# (amateur) Ghostlike Pinhole Pictures



## coolbeansxxBOOM

Taken with a simple homemade oatmeal box pinhole camera.


----------



## windrivermaiden

nice. pinhole at its simplest and best. How nice to have cooperative models too.
Come back with more.


----------



## Synnove

Very interesting.  I've always wanted to make a pinhole camera but have never done it.  This inspires me to look into it a little more closely.


----------



## terri

Both fun, but you have a real winner in the top image - love how the camera's angle gave it the giant lip-shape.    :thumbup:


----------



## christopher walrath

Very well done.  Reminds me I need to build another 35mm matchbox pinhole and get back out there for some more lensless fun.


----------



## Dick Sanders

Cool pinhole photo: What did you actually use for the "pinhole." That is, what kind of material is the pinhole in?


----------



## coolbeansxxBOOM

Thank you all 

I actually used a thin piece of metal, sorry I'm not sure exactly what it was...
Then I poked a hole in it with a thumbtack and attached it to the oatmeal box with black tape.

» **Exercise instructions**
1. List each username that posted in the pinhole camera thread, naming each one only once.
2. Transcribe the part of the pinhole camera thread starting with "Taken with a" and going on through "cooperative models too.".
The material after this point is separate from the pinhole camera thread.

(Object detection data)
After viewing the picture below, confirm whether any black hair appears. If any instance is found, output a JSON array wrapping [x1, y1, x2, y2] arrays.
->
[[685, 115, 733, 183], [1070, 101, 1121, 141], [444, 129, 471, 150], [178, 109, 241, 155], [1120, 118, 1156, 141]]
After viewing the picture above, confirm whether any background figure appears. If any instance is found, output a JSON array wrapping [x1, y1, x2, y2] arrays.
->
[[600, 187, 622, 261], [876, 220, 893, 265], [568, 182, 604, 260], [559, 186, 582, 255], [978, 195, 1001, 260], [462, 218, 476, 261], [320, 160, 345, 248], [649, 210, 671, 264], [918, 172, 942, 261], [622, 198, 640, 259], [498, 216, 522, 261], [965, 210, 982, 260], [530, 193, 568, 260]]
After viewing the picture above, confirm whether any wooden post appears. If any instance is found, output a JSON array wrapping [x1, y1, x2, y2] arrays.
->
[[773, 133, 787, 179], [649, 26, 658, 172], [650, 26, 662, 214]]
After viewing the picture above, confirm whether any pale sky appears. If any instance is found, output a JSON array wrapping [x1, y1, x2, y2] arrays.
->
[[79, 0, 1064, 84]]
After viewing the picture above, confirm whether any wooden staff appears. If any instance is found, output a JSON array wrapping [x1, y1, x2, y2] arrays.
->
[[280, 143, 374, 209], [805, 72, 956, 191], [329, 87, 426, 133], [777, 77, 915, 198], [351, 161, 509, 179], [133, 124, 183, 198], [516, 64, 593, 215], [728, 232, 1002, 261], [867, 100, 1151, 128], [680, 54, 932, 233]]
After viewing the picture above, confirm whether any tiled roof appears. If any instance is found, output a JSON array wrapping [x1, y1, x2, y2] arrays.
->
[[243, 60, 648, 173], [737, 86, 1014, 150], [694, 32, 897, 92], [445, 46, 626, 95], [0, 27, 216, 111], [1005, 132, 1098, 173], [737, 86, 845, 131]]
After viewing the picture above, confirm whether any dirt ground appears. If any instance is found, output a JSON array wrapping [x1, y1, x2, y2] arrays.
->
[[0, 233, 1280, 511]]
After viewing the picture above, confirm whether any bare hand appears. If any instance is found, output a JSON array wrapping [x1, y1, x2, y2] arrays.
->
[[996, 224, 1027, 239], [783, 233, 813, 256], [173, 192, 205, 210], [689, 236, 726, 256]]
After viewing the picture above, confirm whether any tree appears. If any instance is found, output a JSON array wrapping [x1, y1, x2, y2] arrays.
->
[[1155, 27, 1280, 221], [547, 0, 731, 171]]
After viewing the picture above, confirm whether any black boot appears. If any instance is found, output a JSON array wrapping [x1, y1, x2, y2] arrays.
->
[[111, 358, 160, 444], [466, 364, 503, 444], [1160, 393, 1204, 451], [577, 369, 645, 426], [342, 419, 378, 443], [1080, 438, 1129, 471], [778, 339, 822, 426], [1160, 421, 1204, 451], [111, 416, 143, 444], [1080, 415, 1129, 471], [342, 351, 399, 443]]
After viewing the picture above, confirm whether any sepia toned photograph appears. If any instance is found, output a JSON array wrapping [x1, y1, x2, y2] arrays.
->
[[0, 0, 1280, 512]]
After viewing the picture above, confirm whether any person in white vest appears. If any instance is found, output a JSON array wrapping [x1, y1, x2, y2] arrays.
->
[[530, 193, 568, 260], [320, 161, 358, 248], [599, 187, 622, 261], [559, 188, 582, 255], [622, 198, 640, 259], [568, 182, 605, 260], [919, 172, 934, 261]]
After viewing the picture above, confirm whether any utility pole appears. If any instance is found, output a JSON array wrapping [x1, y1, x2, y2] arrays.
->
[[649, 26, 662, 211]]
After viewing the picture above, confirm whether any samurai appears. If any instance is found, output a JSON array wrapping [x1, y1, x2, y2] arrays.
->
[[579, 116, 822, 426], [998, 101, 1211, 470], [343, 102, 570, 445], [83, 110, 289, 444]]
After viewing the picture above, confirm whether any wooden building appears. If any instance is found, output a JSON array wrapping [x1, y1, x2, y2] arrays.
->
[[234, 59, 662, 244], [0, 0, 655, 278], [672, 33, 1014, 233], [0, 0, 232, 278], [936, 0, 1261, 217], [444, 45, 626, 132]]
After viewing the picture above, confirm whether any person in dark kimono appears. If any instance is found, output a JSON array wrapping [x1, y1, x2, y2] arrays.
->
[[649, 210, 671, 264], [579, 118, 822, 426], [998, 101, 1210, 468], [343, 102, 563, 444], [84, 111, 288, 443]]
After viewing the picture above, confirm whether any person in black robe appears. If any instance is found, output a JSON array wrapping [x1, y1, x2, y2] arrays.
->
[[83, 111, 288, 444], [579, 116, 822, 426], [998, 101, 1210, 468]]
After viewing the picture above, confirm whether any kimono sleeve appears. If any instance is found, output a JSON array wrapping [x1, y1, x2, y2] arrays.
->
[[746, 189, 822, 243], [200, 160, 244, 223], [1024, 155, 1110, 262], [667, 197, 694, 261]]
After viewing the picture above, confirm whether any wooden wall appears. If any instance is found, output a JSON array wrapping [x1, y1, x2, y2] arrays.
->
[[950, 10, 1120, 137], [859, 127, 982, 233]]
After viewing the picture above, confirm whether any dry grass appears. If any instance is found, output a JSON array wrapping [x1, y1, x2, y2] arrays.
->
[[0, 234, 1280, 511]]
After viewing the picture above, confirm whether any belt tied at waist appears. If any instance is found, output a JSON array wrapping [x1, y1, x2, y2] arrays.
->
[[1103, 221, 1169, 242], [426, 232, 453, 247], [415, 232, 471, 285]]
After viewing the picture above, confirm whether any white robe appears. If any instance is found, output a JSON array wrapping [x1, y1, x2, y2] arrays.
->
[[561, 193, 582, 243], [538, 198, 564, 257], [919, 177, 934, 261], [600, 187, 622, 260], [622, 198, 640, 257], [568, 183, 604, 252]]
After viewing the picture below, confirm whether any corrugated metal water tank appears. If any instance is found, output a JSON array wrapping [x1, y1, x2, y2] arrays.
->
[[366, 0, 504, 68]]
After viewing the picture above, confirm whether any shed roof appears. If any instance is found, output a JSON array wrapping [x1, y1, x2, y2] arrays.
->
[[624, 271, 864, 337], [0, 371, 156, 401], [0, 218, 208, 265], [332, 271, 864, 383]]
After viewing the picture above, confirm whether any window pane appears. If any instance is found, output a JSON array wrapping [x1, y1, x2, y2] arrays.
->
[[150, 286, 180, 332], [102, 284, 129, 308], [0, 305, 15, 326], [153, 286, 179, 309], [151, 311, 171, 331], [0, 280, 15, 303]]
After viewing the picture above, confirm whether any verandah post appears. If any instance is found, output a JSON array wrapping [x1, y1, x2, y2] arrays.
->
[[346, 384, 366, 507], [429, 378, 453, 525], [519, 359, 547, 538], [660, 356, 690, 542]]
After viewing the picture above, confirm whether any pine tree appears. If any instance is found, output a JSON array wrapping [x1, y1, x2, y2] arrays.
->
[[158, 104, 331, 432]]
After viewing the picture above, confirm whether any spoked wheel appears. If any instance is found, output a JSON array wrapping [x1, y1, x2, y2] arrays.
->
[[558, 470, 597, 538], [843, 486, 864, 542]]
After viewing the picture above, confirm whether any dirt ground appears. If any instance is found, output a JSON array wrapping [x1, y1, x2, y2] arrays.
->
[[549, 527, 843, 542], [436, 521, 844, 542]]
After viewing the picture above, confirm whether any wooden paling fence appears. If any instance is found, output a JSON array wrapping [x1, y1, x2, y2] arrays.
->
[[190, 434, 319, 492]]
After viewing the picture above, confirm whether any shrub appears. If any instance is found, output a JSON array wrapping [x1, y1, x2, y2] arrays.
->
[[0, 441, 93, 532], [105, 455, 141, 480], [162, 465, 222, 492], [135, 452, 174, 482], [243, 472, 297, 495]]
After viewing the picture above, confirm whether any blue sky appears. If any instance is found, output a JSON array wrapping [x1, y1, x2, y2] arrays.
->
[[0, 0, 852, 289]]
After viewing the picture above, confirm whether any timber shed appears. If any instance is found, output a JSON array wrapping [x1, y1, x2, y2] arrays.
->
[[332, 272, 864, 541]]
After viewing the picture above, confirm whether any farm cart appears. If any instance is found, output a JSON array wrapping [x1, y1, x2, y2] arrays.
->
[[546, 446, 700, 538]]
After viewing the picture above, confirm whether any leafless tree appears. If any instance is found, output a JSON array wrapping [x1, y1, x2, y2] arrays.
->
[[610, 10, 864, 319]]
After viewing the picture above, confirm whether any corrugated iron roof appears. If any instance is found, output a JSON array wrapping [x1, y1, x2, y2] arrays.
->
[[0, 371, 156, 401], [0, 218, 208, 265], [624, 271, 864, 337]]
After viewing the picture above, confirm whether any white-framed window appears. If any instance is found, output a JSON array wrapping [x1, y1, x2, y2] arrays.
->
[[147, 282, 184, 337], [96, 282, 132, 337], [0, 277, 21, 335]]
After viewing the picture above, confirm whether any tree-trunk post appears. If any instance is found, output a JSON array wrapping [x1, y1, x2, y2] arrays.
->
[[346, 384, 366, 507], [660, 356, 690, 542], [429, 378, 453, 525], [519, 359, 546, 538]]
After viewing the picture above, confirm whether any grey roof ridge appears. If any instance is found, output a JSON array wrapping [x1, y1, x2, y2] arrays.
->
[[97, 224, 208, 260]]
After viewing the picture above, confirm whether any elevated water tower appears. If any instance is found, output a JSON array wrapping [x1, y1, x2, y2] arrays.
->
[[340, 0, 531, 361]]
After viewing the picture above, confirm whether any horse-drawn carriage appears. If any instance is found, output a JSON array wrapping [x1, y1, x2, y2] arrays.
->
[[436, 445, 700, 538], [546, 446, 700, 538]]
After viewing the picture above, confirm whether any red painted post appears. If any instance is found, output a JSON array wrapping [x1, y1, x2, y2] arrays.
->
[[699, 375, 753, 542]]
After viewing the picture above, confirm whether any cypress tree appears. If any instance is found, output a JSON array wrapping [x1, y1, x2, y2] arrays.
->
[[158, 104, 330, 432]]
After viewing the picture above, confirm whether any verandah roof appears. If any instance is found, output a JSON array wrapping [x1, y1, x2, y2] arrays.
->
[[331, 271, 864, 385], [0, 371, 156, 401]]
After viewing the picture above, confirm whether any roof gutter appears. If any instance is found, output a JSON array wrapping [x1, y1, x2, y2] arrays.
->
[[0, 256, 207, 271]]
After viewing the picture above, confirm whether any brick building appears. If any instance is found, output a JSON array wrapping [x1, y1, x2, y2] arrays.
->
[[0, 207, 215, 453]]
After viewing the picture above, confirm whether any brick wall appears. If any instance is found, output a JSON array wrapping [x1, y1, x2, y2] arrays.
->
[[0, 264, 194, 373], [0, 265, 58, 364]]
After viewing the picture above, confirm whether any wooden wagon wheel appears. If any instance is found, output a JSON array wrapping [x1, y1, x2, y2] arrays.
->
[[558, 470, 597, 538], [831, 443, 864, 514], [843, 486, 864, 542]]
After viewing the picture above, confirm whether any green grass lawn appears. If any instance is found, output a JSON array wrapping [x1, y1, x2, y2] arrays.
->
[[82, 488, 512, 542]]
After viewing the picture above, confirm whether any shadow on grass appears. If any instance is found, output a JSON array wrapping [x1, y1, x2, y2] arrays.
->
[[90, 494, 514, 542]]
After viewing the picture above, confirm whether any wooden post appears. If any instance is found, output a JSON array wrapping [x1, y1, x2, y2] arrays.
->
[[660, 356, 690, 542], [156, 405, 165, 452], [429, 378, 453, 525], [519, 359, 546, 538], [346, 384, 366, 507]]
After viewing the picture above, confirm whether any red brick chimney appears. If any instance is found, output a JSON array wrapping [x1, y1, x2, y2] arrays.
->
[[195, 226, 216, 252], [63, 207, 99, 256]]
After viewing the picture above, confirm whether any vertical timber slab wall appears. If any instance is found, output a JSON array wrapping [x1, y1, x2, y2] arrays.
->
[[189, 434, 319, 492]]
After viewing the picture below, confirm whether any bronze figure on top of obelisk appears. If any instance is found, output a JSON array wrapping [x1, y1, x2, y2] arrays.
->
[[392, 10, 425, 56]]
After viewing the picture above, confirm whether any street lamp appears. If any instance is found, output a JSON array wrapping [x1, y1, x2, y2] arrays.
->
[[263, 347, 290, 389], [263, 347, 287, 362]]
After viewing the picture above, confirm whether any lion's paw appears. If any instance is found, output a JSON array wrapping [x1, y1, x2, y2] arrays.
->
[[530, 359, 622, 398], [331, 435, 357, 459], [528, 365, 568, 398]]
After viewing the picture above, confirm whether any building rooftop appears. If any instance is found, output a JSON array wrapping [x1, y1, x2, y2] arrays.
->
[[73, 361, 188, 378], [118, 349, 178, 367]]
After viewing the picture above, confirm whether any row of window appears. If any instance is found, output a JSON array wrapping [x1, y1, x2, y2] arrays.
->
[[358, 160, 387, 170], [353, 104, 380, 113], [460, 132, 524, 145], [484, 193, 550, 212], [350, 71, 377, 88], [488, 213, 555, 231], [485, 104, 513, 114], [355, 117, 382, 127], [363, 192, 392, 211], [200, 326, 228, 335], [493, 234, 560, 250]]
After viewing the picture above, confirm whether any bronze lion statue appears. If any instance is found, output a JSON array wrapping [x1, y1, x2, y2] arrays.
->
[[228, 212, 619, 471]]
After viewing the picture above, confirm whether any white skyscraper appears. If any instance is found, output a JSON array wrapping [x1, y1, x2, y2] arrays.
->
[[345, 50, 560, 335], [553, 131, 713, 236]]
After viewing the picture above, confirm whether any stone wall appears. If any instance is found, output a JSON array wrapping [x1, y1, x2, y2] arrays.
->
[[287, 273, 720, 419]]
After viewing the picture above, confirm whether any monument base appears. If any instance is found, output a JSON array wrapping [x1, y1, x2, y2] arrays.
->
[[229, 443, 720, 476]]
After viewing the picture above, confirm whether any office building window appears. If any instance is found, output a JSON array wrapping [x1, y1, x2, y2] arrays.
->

» **The solutions**
1.
coolbeansxxBOOM
windrivermaiden
Synnove
terri
christopher walrath
Dick Sanders

2.
Taken with a simple homemade oatmeal box pinhole camera.


----------



## windrivermaiden

nice. pinhole at its simplest and best. How nice to have cooperative models too.